START Passage provided

# Just Bought a Presonus Faderport 16



## easyrider (Aug 4, 2020)

Just Bought a Presonus Faderport 16. I was going to go for the Faderport 8 but thought YOLO 

Midi control on the fly was another reason to get...So I can use it with my orchestral libraries for dynamics etc...

Can I still use my old Faderport alongside it for say the master fader?

If you have some pictures of your setup with one I would like to see them.

cheers!


----------



## Rory (Aug 4, 2020)

Congrats. Which DAW are you using it with?


----------



## easyrider (Aug 5, 2020)

Rory said:


> Congrats. Which DAW are you using it with?



S1 main

I also have Cubase 10.5


----------



## curry36 (Aug 5, 2020)

Are you satisfied? I am about to buy it for the same reason (MIDI functionality). 

How are the faders, any unwanted jumps? And does it support a feature like the old Faderport which lets you control the highlighted track with a fixed fader (lets say the first fader)?


----------



## easyrider (Aug 5, 2020)

curry36 said:


> Are you satisfied? I am about to buy it for the same reason (MIDI functionality).

END Passage provided

Goal >>
Please turn the paragraph in the forum thread above that begins "How are the faders" into a brief list that keeps its main points.

START Dataset

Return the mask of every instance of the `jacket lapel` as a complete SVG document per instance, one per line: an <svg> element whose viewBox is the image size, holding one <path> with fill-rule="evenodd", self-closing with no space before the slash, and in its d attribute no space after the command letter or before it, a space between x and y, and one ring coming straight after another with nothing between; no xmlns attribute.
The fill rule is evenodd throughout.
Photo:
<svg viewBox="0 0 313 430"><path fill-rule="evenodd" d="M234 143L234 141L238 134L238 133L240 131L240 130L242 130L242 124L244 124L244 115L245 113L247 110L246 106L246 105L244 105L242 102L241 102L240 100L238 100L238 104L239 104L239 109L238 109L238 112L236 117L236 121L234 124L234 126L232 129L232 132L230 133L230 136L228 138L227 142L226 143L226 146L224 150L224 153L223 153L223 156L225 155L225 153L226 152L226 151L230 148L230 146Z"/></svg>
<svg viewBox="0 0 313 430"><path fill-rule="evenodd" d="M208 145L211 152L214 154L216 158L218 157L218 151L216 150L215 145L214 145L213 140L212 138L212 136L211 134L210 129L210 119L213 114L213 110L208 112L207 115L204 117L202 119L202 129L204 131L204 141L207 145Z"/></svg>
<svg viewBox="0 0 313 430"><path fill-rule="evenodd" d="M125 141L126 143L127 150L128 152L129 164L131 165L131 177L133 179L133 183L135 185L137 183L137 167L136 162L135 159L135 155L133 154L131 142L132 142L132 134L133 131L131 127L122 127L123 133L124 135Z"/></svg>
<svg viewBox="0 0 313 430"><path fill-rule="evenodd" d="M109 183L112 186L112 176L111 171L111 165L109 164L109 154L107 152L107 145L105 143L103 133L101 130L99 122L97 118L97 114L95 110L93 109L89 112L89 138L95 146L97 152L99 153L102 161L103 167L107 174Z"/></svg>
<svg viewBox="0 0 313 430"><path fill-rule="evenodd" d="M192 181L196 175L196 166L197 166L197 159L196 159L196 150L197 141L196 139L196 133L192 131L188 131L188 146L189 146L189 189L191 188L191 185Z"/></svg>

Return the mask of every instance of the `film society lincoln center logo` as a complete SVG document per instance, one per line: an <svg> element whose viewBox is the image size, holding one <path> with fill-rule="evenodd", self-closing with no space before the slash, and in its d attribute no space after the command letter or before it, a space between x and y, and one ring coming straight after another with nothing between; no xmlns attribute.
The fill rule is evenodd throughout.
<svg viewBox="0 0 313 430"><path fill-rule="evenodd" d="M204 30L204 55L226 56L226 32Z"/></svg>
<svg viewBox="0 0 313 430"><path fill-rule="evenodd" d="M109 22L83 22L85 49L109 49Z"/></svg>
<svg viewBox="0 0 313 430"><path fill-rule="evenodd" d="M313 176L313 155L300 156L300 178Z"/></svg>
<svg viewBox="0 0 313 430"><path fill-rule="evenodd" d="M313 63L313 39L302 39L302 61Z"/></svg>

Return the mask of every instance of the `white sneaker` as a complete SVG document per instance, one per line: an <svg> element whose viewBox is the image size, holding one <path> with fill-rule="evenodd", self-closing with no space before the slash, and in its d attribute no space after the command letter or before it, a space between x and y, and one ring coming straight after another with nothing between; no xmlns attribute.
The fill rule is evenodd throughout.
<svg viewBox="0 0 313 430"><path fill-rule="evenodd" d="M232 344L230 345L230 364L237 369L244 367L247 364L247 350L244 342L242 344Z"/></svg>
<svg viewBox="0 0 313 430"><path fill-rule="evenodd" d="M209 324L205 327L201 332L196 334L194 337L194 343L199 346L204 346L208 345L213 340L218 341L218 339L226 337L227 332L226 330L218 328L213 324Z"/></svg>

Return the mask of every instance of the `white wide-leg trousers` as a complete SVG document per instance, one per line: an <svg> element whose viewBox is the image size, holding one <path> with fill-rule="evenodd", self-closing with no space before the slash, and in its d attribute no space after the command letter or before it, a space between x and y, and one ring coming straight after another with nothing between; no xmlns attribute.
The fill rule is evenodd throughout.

END Dataset

Result of the task >>
- How are the faders, and do they make any unwanted jumps?
- Does it support a feature like the old Faderport's, where a fixed fader (for example, the first one) controls the highlighted track?